### REQUEST
Find each line in the items below that contains the word "bench" and copy those lines out in full.

### LISTED RECORDS
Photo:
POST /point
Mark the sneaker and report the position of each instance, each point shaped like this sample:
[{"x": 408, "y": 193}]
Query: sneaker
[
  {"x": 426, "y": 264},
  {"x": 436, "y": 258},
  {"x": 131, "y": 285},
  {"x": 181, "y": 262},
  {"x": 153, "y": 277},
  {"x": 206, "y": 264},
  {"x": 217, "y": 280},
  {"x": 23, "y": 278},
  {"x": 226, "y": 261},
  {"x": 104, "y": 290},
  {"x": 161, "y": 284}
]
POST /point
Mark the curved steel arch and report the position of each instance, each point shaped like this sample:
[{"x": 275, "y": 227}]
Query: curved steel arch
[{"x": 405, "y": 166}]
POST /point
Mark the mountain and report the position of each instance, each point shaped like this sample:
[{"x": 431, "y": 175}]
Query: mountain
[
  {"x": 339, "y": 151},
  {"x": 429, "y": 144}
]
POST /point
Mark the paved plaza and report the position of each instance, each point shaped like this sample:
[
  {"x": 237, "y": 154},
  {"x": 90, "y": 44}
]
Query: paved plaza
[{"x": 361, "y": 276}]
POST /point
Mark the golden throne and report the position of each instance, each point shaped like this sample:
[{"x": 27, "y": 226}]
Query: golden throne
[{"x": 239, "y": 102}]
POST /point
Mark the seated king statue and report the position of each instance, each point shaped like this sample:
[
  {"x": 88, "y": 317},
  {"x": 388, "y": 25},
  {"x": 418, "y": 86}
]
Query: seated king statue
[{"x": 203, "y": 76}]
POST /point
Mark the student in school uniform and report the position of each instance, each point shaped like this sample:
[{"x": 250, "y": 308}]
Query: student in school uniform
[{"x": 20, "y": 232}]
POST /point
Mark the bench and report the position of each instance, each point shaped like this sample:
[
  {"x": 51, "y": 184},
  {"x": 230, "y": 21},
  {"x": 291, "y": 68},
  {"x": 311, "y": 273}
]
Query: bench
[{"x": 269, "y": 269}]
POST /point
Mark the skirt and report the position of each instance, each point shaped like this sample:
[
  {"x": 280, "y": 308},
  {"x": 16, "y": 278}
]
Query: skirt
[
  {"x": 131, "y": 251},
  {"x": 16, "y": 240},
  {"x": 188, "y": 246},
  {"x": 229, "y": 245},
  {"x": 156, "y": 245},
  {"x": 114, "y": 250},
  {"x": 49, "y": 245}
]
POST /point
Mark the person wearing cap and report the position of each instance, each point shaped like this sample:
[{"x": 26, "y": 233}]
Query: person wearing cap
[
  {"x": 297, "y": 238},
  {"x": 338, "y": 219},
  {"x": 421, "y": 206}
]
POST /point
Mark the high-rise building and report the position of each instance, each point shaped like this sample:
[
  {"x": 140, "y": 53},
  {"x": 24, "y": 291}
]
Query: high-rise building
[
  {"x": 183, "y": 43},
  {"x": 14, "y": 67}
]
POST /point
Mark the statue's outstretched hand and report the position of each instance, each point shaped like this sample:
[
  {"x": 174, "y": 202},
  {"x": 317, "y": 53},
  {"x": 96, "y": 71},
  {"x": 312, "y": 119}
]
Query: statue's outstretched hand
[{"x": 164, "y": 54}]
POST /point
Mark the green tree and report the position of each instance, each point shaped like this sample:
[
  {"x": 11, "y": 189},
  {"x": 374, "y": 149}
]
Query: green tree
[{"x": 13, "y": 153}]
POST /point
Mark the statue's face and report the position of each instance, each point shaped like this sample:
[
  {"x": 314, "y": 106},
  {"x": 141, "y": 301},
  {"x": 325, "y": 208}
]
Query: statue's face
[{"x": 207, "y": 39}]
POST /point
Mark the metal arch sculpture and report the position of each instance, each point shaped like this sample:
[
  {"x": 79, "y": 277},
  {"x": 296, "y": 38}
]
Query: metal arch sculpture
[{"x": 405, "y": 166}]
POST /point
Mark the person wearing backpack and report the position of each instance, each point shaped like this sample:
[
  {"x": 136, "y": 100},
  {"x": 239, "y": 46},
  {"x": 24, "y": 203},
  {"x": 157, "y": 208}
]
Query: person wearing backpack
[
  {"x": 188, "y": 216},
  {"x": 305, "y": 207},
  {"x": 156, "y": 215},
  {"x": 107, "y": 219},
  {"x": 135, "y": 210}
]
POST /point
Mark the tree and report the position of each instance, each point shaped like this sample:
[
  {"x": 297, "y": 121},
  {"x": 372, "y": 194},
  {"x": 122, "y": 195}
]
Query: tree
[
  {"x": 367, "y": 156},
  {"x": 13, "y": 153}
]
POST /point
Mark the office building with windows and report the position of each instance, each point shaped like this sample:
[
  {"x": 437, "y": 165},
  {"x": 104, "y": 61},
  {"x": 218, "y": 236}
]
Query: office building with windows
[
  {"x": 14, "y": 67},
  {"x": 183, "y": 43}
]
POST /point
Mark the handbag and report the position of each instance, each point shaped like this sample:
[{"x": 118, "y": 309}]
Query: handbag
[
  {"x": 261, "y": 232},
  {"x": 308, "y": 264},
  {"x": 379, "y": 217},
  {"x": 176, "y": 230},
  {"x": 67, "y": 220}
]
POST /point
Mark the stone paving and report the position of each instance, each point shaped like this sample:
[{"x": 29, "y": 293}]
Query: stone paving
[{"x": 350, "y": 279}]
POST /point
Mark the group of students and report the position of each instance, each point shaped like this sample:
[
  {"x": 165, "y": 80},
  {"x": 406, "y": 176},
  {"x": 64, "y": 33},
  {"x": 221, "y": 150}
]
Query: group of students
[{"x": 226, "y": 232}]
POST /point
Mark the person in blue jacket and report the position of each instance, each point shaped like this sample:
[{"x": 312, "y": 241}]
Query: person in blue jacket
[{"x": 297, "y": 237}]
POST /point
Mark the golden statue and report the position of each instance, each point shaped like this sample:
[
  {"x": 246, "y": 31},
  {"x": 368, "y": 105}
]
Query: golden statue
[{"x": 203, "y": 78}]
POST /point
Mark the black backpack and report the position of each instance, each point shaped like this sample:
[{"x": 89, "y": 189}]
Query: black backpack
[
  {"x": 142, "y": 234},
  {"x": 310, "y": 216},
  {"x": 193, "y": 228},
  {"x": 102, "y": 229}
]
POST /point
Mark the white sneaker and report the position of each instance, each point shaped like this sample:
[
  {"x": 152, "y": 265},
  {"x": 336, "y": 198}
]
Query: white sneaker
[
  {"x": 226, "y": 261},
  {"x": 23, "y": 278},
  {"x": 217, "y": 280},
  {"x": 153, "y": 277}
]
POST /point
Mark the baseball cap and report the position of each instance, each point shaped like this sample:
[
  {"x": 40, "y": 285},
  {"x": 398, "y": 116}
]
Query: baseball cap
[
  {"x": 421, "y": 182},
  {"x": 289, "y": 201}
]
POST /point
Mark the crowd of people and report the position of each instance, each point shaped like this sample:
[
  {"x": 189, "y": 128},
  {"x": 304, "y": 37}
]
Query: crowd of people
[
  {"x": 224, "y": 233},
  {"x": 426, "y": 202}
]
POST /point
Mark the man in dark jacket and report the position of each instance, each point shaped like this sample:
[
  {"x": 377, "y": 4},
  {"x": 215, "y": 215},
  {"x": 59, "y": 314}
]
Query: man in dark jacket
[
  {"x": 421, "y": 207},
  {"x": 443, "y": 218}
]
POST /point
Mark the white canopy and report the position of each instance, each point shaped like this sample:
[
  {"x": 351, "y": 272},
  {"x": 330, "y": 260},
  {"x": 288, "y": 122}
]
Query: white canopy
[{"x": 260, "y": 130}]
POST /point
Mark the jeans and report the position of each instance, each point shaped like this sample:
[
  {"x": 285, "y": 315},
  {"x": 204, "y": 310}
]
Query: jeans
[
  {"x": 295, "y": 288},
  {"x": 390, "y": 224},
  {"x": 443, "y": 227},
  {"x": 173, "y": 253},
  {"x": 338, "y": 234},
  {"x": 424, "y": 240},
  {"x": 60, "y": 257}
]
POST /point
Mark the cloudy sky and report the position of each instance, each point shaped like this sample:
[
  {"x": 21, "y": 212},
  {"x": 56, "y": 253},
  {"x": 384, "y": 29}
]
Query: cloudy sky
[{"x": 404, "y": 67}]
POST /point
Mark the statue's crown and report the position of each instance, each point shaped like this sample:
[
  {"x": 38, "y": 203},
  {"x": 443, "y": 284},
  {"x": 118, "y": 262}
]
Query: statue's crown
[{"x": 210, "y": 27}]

### WRITTEN SOLUTION
Mark the bench and report the position of each instance, each point shaped like this sample:
Query: bench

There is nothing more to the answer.